EXERCISE DIRECTIONS: Reproduce the records verbatim from their beginning through the line containing "xmin=258 ymin=331 xmax=320 ymax=360", including that line, and omit the pictures from your answer.

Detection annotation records
☆ ☆ ☆
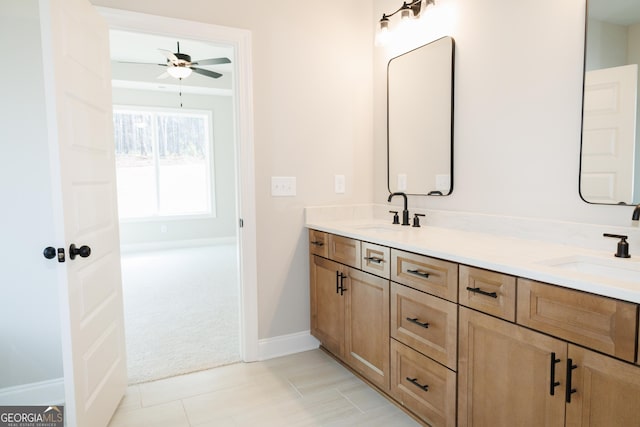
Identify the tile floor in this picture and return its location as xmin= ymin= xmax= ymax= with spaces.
xmin=109 ymin=350 xmax=420 ymax=427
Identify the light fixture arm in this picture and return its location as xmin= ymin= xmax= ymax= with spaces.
xmin=380 ymin=0 xmax=435 ymax=23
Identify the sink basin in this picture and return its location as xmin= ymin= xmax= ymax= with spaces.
xmin=354 ymin=224 xmax=406 ymax=233
xmin=541 ymin=255 xmax=640 ymax=284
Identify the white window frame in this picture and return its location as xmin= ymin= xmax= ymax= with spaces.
xmin=113 ymin=104 xmax=217 ymax=223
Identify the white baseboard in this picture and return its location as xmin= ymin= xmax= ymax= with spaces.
xmin=0 ymin=378 xmax=64 ymax=406
xmin=258 ymin=331 xmax=320 ymax=360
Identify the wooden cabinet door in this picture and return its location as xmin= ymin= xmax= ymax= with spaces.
xmin=344 ymin=269 xmax=389 ymax=391
xmin=567 ymin=344 xmax=640 ymax=427
xmin=517 ymin=279 xmax=638 ymax=363
xmin=458 ymin=307 xmax=567 ymax=427
xmin=310 ymin=255 xmax=345 ymax=357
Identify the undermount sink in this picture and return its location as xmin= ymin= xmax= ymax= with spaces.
xmin=541 ymin=255 xmax=640 ymax=285
xmin=354 ymin=224 xmax=406 ymax=233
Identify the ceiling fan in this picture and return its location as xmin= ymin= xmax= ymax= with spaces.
xmin=122 ymin=42 xmax=231 ymax=80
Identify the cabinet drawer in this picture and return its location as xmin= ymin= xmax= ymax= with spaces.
xmin=362 ymin=242 xmax=391 ymax=279
xmin=458 ymin=265 xmax=516 ymax=322
xmin=391 ymin=249 xmax=458 ymax=302
xmin=329 ymin=234 xmax=360 ymax=268
xmin=391 ymin=339 xmax=456 ymax=426
xmin=309 ymin=230 xmax=329 ymax=258
xmin=391 ymin=282 xmax=458 ymax=370
xmin=517 ymin=279 xmax=637 ymax=362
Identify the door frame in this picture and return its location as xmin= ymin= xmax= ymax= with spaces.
xmin=95 ymin=6 xmax=258 ymax=362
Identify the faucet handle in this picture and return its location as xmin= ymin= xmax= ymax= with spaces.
xmin=389 ymin=211 xmax=400 ymax=224
xmin=413 ymin=214 xmax=425 ymax=227
xmin=603 ymin=233 xmax=631 ymax=258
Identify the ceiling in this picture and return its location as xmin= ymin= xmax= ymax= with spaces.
xmin=588 ymin=0 xmax=640 ymax=25
xmin=109 ymin=30 xmax=234 ymax=94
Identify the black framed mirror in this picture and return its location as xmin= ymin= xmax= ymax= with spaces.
xmin=387 ymin=37 xmax=454 ymax=196
xmin=580 ymin=0 xmax=640 ymax=205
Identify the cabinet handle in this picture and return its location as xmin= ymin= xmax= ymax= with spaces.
xmin=467 ymin=286 xmax=498 ymax=298
xmin=565 ymin=359 xmax=578 ymax=403
xmin=338 ymin=273 xmax=347 ymax=296
xmin=549 ymin=353 xmax=560 ymax=396
xmin=407 ymin=377 xmax=429 ymax=391
xmin=407 ymin=317 xmax=429 ymax=329
xmin=407 ymin=270 xmax=429 ymax=279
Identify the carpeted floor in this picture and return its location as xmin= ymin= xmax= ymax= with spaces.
xmin=122 ymin=245 xmax=240 ymax=384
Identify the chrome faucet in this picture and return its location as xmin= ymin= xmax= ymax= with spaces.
xmin=387 ymin=192 xmax=409 ymax=225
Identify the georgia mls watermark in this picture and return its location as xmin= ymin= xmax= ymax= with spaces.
xmin=0 ymin=406 xmax=64 ymax=427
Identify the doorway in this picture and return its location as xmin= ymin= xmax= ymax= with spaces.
xmin=97 ymin=8 xmax=258 ymax=376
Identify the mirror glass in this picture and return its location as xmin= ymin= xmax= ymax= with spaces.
xmin=580 ymin=0 xmax=640 ymax=205
xmin=387 ymin=37 xmax=454 ymax=196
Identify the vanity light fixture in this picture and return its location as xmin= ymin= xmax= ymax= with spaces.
xmin=376 ymin=0 xmax=436 ymax=44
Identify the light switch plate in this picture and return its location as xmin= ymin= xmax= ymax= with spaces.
xmin=271 ymin=176 xmax=296 ymax=197
xmin=334 ymin=175 xmax=346 ymax=194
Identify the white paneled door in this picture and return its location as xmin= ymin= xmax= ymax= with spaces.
xmin=580 ymin=64 xmax=638 ymax=203
xmin=40 ymin=0 xmax=127 ymax=427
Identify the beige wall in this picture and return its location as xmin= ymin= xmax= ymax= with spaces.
xmin=92 ymin=0 xmax=374 ymax=338
xmin=92 ymin=0 xmax=631 ymax=338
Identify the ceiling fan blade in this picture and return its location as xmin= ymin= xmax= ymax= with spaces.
xmin=191 ymin=58 xmax=231 ymax=65
xmin=158 ymin=49 xmax=178 ymax=61
xmin=189 ymin=67 xmax=222 ymax=79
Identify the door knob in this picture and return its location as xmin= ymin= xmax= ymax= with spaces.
xmin=42 ymin=246 xmax=65 ymax=262
xmin=69 ymin=243 xmax=91 ymax=259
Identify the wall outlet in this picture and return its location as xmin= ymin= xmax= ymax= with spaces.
xmin=334 ymin=175 xmax=346 ymax=194
xmin=397 ymin=173 xmax=407 ymax=191
xmin=436 ymin=174 xmax=451 ymax=194
xmin=271 ymin=176 xmax=296 ymax=197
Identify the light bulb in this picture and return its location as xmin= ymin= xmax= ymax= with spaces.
xmin=167 ymin=66 xmax=192 ymax=79
xmin=375 ymin=16 xmax=391 ymax=46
☆ ☆ ☆
EXERCISE OUTPUT:
Identify the tile floor in this picture and return its location as xmin= ymin= xmax= ymax= with spaces.
xmin=109 ymin=350 xmax=420 ymax=427
Identify the light fixture arm in this picture and return its location as xmin= ymin= xmax= ymax= with spaces.
xmin=380 ymin=0 xmax=435 ymax=23
Identify the sink basin in this picture and return its location as xmin= ymin= xmax= ymax= with spaces.
xmin=354 ymin=224 xmax=406 ymax=233
xmin=541 ymin=255 xmax=640 ymax=284
Identify the white window frame in this picture and return its location as xmin= ymin= xmax= ymax= with spaces.
xmin=113 ymin=104 xmax=217 ymax=223
Identify the white baseboard in this picture and return its location as xmin= ymin= xmax= ymax= with spaces.
xmin=0 ymin=378 xmax=64 ymax=406
xmin=258 ymin=331 xmax=320 ymax=360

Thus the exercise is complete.